# start of Supplied entries
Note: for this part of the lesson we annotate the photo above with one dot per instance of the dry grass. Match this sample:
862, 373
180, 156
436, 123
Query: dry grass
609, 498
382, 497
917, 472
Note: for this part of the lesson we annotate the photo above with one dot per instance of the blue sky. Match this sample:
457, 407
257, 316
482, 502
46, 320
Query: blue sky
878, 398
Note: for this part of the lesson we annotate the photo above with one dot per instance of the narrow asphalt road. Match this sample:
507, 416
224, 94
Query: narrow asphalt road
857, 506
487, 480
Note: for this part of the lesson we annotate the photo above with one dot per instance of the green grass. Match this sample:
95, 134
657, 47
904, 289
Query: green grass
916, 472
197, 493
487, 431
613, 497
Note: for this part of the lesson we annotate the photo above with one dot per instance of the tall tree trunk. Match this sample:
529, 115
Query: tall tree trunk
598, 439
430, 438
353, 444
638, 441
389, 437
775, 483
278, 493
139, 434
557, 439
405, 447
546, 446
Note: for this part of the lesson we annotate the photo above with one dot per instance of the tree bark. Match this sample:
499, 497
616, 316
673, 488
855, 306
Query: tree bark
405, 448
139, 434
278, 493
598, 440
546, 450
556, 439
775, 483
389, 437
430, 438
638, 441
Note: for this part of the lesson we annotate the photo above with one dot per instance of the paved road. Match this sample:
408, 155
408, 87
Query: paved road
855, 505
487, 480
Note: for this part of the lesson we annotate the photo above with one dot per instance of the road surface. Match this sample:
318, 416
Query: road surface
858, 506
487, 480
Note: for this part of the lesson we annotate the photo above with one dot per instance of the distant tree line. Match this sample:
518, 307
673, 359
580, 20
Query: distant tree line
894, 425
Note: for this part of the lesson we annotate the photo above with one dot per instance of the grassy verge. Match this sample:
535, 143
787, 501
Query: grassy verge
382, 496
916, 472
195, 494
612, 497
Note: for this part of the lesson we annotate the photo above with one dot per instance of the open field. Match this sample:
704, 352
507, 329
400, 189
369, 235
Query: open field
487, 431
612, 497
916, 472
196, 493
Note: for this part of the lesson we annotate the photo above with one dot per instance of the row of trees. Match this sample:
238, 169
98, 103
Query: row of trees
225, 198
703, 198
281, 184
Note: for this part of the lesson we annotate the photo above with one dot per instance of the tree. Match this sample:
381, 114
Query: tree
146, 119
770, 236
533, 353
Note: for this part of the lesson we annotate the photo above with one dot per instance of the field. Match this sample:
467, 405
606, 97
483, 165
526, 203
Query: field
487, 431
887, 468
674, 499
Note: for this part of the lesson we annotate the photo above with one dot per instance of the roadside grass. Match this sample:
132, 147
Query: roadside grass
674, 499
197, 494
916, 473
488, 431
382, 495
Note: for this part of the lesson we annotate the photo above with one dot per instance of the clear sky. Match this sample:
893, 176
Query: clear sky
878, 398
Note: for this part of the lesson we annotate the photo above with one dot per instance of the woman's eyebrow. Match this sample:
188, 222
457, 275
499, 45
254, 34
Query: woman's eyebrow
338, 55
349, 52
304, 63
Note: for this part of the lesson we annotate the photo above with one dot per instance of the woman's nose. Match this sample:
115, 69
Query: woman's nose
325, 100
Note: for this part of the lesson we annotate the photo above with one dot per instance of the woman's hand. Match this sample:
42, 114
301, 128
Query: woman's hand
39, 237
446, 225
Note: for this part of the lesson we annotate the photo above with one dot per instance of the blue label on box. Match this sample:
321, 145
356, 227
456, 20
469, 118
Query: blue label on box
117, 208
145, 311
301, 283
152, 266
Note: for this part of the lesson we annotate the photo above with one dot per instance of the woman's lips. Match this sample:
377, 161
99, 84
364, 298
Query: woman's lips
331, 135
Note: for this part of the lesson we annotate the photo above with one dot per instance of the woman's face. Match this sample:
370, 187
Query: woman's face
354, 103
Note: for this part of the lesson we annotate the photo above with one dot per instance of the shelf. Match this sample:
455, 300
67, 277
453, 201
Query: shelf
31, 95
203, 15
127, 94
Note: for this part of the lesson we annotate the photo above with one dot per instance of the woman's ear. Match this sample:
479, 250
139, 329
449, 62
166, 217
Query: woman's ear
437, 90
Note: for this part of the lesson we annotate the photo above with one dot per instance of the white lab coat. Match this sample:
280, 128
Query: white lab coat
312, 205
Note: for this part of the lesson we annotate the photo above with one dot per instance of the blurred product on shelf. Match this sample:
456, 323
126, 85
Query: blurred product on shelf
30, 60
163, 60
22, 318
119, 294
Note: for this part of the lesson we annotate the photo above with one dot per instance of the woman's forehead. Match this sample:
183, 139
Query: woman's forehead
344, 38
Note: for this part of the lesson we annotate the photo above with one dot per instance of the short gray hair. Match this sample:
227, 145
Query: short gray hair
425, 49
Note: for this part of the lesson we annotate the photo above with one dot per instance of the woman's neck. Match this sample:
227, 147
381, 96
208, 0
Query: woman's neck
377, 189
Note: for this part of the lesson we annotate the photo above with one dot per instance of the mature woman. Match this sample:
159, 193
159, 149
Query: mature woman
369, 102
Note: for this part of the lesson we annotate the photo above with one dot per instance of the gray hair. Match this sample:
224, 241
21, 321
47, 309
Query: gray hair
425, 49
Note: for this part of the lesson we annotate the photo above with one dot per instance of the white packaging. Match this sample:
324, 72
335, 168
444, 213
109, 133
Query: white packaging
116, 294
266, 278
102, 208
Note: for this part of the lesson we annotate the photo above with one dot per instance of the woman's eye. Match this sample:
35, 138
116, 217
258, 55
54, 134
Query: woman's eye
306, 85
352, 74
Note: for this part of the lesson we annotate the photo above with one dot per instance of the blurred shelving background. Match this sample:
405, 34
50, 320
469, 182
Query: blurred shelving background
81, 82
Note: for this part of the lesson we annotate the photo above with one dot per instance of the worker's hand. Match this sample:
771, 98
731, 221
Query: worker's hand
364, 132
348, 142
# end of Supplied entries
# start of Supplied entries
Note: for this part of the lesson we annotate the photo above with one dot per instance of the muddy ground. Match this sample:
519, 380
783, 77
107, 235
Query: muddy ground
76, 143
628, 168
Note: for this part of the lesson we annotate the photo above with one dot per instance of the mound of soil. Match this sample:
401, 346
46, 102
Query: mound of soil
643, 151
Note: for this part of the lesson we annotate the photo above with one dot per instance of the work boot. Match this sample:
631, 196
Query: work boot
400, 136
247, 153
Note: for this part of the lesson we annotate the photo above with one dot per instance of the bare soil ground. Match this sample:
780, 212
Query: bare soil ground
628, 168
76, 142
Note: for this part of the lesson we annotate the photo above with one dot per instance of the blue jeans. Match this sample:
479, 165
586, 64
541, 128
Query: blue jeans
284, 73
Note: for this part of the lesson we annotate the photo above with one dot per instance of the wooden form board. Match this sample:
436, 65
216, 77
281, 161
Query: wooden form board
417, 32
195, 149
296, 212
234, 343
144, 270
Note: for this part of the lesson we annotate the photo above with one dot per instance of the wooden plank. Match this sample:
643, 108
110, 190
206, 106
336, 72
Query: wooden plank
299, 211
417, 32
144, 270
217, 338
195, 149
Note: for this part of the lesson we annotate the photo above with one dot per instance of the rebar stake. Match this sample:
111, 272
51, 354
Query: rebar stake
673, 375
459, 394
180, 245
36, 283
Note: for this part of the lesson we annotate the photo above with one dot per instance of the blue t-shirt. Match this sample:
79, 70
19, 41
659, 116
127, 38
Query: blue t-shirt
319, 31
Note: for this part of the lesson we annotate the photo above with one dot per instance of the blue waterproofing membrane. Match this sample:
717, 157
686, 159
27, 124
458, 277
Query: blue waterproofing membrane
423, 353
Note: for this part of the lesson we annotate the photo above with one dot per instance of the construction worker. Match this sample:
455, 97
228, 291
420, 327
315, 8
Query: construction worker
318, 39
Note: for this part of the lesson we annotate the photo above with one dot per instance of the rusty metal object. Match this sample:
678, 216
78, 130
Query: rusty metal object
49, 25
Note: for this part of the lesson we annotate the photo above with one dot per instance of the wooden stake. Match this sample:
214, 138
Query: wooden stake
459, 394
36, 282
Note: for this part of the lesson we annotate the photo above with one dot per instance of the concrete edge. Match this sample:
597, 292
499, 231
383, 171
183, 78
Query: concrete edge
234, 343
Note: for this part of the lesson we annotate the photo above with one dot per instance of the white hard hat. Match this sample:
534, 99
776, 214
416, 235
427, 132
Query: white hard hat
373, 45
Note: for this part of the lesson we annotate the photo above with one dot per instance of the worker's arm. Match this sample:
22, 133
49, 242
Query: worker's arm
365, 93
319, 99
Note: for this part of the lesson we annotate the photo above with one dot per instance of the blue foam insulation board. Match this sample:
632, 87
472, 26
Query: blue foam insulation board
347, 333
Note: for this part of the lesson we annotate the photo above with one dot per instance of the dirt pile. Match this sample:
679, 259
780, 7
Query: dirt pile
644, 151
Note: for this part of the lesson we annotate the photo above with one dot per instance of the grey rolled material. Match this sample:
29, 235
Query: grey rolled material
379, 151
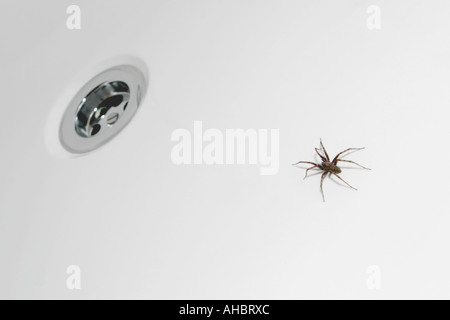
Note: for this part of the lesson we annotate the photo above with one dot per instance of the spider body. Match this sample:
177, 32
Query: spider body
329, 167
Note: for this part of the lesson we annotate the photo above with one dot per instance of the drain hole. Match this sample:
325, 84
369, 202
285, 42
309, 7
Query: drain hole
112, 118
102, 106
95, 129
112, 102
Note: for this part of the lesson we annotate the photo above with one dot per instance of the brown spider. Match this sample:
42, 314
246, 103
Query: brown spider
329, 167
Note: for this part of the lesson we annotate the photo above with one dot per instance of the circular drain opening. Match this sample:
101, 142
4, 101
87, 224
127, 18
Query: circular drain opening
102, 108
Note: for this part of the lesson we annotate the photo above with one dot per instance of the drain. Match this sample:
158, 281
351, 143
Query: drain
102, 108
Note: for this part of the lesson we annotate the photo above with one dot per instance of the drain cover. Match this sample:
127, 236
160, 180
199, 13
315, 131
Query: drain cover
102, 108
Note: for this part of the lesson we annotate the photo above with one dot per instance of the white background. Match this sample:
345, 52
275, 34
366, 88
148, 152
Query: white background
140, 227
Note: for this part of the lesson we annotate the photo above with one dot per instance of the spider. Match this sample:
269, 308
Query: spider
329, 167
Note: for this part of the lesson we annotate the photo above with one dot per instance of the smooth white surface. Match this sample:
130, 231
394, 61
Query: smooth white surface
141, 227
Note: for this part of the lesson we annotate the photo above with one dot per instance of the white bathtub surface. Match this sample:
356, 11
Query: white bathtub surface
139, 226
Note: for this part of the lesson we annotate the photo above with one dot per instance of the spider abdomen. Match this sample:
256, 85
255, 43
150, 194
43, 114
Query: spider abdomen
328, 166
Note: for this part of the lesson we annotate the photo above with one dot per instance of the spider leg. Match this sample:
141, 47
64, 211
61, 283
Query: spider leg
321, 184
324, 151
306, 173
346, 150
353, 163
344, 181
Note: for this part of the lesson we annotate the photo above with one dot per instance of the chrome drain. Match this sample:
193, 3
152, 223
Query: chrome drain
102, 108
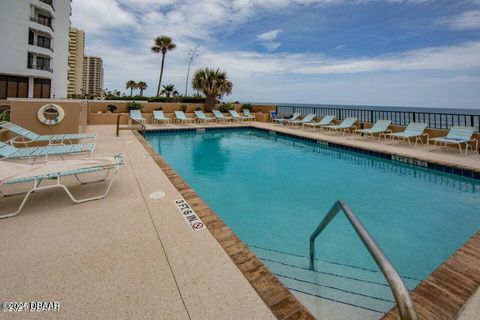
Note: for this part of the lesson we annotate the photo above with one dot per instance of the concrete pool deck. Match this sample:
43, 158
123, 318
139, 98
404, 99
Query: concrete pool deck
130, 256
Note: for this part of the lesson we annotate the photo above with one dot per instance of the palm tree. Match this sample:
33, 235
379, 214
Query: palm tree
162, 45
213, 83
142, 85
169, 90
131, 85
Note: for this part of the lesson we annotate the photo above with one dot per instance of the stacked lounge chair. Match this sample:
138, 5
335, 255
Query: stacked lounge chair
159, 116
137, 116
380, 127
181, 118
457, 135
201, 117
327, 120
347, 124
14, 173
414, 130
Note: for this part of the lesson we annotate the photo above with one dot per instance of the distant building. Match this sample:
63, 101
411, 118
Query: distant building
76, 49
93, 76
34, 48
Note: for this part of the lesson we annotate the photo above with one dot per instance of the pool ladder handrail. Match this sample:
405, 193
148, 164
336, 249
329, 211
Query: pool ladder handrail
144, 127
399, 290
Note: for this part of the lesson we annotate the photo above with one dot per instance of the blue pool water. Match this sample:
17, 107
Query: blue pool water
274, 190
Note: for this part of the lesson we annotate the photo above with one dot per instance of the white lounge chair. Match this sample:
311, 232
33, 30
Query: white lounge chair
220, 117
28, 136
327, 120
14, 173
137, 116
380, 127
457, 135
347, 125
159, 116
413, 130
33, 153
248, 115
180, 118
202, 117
# end of Supplied entries
Select every line of the records above that contains the word "metal", and copy each one. Case counts.

Note: for this part of the lesson we annotate the photo above with one dot per instance of the rusty metal object. Match this sample:
Query: rusty metal object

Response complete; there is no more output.